++++ Provided records ++++

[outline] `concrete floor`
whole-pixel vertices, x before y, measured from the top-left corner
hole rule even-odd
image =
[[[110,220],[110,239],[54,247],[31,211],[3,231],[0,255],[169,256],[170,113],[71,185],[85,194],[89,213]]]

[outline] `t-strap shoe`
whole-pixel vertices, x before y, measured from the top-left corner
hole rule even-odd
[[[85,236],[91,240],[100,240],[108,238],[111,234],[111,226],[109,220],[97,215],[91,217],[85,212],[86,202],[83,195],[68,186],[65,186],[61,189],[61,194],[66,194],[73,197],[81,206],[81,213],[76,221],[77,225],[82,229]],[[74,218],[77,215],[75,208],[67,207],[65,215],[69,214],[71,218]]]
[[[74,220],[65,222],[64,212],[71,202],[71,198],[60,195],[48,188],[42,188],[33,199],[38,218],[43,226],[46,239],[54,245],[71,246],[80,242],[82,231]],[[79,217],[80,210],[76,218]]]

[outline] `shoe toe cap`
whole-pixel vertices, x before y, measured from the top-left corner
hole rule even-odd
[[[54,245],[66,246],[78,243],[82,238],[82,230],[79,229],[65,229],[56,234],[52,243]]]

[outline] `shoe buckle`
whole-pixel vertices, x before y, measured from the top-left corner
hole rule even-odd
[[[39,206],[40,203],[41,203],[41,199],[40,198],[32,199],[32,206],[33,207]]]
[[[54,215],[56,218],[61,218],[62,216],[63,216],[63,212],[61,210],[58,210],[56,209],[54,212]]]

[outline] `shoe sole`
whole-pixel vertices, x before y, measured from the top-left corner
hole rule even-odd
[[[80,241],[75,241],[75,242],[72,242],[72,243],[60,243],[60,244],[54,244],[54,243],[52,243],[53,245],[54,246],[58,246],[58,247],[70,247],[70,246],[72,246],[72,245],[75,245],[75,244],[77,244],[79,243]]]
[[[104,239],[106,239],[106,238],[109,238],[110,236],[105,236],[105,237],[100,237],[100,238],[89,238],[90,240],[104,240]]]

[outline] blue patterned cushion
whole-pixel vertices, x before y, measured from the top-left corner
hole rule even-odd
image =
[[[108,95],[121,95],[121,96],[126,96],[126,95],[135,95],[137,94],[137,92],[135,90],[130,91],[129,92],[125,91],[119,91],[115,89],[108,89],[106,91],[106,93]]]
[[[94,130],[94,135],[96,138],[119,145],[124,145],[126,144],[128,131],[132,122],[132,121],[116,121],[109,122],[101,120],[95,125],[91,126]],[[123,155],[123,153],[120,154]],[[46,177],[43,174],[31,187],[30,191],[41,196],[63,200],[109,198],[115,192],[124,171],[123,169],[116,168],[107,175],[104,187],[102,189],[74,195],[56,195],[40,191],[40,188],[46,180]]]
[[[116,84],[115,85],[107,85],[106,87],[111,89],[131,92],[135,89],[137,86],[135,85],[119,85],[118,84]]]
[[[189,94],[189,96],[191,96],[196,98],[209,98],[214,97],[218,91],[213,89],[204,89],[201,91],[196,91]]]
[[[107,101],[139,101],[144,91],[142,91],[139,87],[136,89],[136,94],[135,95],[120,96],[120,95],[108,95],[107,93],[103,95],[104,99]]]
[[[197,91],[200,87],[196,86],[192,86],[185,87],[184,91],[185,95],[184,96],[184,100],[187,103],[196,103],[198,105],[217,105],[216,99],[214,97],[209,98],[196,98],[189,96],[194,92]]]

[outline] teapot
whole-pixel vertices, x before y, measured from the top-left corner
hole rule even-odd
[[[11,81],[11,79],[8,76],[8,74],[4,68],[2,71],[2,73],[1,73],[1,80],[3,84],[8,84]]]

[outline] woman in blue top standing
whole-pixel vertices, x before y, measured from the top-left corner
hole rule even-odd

++++

Count the lines of the data above that contain the string "outline", and reply with only that number.

▶ _Reply_
8